Please put the lines of the items below, from the line with "In this exercise you will locate the black bar" up to and including the line with "point(322, 727)", into a Markdown table with a Row column numbering each line and a Content column holding the line itself. Leave out any blank lines.

Point annotation dataset records

▬▬▬▬▬▬▬▬▬▬

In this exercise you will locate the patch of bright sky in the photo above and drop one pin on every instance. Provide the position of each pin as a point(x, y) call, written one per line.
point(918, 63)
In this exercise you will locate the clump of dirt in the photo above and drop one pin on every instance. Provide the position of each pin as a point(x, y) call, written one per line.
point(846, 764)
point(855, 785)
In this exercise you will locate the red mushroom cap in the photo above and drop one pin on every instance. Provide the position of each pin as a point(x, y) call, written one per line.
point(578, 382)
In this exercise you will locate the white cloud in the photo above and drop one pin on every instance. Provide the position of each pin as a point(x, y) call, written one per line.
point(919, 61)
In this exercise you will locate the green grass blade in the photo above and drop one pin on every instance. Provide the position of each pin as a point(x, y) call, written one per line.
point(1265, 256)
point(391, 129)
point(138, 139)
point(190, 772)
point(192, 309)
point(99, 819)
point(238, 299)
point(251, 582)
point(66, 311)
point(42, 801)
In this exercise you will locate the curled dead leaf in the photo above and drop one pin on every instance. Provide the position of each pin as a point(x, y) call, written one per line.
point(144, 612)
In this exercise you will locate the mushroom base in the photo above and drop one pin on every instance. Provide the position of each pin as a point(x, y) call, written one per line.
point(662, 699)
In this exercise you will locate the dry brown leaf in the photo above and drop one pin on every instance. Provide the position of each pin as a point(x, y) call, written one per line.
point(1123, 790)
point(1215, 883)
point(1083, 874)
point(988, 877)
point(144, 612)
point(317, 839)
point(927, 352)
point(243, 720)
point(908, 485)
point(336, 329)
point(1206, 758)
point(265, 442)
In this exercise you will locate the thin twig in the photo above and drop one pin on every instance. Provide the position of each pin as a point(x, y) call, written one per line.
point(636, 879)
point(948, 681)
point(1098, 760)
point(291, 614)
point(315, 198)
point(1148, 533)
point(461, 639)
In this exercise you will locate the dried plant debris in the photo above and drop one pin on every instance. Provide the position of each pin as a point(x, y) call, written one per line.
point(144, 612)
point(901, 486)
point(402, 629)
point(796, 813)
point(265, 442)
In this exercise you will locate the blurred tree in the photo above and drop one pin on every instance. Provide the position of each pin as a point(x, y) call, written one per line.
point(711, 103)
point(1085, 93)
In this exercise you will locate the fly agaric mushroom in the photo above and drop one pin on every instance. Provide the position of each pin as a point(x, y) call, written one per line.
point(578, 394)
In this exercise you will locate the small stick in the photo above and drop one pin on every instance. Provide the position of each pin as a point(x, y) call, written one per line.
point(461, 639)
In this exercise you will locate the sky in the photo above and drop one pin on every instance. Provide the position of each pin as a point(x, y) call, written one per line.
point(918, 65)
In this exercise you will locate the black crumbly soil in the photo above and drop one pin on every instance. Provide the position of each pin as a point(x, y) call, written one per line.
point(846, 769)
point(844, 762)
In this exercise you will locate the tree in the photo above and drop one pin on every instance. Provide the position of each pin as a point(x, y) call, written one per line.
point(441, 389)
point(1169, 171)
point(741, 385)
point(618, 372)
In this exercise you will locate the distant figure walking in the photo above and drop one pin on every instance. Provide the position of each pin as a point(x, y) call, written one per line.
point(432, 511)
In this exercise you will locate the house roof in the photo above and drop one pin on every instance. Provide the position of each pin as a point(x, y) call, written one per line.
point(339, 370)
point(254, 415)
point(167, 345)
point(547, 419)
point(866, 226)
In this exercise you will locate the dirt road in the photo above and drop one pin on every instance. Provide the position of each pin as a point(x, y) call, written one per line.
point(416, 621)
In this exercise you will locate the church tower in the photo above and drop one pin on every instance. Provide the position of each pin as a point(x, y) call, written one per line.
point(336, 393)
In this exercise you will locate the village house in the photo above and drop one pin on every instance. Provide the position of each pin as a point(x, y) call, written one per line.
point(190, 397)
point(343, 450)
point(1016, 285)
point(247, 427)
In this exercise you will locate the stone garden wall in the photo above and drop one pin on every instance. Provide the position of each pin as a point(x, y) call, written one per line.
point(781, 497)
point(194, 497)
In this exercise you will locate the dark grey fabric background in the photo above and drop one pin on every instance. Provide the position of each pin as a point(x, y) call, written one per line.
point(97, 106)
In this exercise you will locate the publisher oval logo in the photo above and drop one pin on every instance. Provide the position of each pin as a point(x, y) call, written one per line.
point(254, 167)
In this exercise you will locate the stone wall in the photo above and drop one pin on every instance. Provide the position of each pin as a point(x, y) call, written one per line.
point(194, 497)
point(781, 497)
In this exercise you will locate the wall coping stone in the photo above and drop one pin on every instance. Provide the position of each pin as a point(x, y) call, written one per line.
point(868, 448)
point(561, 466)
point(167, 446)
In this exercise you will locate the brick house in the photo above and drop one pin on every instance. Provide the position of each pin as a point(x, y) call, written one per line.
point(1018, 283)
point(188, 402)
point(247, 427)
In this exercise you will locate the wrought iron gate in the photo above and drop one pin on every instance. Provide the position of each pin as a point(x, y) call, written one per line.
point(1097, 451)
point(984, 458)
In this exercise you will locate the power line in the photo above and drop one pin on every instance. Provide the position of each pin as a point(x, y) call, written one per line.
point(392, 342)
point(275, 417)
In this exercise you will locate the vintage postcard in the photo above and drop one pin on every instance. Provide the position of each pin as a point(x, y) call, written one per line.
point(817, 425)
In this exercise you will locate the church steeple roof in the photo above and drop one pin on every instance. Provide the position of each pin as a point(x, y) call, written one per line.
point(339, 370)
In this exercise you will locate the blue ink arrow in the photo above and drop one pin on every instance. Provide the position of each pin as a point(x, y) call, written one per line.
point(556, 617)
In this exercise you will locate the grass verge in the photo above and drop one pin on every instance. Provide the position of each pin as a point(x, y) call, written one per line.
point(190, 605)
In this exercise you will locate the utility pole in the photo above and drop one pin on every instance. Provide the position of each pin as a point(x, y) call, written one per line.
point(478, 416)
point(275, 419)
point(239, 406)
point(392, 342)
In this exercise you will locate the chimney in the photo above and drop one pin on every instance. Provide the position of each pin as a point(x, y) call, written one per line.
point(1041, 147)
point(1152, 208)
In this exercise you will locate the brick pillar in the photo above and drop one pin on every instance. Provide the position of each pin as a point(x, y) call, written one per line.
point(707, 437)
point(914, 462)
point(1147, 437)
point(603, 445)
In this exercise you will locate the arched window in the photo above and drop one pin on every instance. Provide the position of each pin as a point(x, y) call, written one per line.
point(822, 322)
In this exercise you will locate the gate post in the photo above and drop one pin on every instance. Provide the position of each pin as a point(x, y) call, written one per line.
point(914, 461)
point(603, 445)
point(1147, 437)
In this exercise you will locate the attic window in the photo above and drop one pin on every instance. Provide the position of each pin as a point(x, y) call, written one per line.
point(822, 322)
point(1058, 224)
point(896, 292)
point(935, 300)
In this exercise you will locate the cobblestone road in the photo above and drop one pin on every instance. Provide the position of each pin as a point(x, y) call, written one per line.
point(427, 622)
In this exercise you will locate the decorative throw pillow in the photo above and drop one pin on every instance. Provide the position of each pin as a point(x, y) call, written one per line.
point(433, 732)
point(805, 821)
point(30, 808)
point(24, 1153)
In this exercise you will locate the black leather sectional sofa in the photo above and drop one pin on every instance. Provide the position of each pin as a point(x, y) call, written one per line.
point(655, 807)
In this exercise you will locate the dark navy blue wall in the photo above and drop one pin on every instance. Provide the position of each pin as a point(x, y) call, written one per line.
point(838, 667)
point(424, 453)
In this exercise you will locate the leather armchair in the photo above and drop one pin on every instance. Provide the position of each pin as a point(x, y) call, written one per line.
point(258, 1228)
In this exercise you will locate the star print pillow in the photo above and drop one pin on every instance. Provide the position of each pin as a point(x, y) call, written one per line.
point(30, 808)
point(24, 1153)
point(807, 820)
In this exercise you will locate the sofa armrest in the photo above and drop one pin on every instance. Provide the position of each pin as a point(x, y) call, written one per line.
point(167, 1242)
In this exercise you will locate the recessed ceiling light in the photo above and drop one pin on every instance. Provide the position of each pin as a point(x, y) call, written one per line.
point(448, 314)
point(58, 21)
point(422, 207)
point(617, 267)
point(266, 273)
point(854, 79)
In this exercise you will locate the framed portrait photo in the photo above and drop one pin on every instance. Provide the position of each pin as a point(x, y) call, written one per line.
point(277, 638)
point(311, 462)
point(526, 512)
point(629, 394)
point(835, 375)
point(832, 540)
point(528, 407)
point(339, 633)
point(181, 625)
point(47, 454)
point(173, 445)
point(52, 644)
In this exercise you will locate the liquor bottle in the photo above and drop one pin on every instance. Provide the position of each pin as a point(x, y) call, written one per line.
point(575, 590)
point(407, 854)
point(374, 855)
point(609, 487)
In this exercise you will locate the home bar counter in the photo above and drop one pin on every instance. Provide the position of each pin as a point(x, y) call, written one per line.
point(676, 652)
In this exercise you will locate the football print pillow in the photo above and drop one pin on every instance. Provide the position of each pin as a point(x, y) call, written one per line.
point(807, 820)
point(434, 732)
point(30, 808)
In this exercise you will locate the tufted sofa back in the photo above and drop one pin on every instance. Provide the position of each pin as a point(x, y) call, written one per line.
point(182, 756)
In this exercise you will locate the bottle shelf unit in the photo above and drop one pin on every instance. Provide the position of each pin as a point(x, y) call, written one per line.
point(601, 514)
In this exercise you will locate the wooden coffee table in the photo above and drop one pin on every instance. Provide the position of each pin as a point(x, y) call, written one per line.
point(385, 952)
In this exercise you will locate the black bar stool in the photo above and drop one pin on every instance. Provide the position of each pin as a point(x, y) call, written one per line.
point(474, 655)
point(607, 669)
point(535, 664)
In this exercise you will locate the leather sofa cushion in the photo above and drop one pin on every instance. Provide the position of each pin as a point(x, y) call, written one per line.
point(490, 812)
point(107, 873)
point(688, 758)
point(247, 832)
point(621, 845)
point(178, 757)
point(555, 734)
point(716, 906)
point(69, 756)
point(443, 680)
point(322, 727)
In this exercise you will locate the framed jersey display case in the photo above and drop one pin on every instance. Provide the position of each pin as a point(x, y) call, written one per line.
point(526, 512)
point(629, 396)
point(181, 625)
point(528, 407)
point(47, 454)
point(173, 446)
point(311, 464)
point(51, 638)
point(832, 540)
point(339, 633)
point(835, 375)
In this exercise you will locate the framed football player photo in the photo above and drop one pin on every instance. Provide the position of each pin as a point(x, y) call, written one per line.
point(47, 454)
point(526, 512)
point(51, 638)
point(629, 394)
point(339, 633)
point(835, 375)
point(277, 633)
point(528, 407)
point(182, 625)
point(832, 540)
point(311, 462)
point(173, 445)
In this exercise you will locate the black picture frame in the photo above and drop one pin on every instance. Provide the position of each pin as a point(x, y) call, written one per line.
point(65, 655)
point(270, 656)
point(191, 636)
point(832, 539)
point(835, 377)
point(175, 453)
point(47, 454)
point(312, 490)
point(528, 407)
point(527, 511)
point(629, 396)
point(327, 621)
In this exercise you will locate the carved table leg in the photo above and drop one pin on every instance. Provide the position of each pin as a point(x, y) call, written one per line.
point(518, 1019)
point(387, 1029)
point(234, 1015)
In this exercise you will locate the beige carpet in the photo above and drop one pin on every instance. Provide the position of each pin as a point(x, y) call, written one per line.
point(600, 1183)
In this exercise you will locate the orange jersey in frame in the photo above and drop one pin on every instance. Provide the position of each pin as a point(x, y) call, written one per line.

▬▬▬▬▬▬▬▬▬▬

> [SOLUTION FOR THIS TASK]:
| Row | Content |
|---|---|
| 1 | In this exercise you will locate the black bar stool in the photo above and drop one pin on every instance. Provide the position of each pin as a point(x, y) call, written one per line. |
| 2 | point(474, 655) |
| 3 | point(607, 669) |
| 4 | point(535, 664) |
| 5 | In this exercise you will locate the leather sofa cushion in the photo above and drop one pin on every instance. Provide the position of each pin as a point(x, y) call, written one per line. |
| 6 | point(490, 812) |
| 7 | point(107, 873) |
| 8 | point(688, 758) |
| 9 | point(247, 832) |
| 10 | point(621, 845) |
| 11 | point(178, 757) |
| 12 | point(555, 734) |
| 13 | point(716, 906) |
| 14 | point(69, 756) |
| 15 | point(443, 680) |
| 16 | point(322, 727) |